*Task prompt*. All of the data below is to be output without alteration.

[Saved entries]
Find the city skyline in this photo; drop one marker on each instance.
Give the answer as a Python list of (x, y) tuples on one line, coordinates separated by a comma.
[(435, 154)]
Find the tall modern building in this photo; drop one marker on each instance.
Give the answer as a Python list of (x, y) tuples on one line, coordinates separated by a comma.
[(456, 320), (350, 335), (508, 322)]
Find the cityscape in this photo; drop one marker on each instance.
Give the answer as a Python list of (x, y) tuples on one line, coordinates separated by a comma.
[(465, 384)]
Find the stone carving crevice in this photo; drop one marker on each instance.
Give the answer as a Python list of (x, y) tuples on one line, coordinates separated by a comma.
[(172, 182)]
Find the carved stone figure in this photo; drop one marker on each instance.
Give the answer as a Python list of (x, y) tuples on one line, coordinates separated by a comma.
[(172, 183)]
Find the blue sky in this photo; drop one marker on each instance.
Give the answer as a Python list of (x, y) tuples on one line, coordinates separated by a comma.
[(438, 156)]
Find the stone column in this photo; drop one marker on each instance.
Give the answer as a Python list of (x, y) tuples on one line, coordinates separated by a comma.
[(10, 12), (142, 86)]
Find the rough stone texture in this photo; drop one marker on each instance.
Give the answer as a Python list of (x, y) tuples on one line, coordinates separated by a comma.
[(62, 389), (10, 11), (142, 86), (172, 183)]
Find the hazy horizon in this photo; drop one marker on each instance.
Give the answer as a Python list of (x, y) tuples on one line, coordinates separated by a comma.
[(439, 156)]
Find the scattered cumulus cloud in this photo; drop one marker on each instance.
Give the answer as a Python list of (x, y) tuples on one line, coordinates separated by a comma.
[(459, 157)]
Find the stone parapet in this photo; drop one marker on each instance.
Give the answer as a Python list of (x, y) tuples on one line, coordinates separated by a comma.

*Solution to the problem*.
Find the city skyline in this photo; drop one marker on each instance.
Give the answer as a Python list of (x, y) tuples on one line, coordinates separated by a comma.
[(435, 154)]
Find the tall modern building in this photo; drop one marker on each instance.
Give the answer as a Python list of (x, y) tuples on one line, coordinates separated by a comma.
[(456, 320), (350, 335), (508, 322)]
Find the cityscape in this photo; drop one marker on each instance.
Give the answer as a Python list of (x, y) tuples on one line, coordinates separated by a comma.
[(465, 384)]
Find the stone carving crevice in this photo; drop one marker on each instance.
Give the answer as a Python list of (x, y) tuples on one line, coordinates separated by a comma.
[(172, 182)]
Find the carved stone figure in this photo; drop one marker on each instance.
Give the answer as a Python list of (x, y) tuples on one line, coordinates separated by a comma.
[(172, 183)]
Find the blue sky in this photo; drop one marker on each instance.
Give the answer as a Python list of (x, y) tuples on one line, coordinates separated by a comma.
[(438, 156)]
Find the stone column in this photo; drop one marker on each instance.
Give the answer as a Python list of (x, y) tuples on one line, coordinates separated by a comma.
[(10, 12), (142, 86)]
Find the rough stone texture in this photo; drop one marker on each instance.
Give the answer as a Python list of (x, y) tuples on one line, coordinates separated by a comma.
[(62, 389), (10, 11), (142, 86), (172, 183)]
Find the hazy horizon in this photo; drop one marker on each instance.
Give the answer as a Python list of (x, y) tuples on one line, coordinates separated by a comma.
[(439, 156)]
Find the scattered cumulus cloud in this photo; drop one marker on each instance.
Give the answer as a Python list of (x, y) tuples on one line, coordinates separated by a comma.
[(459, 157)]
Find the stone parapet in this photo; drop one marker on each instance.
Give the answer as a Python list of (x, y) tuples on one line, coordinates separated by a comma.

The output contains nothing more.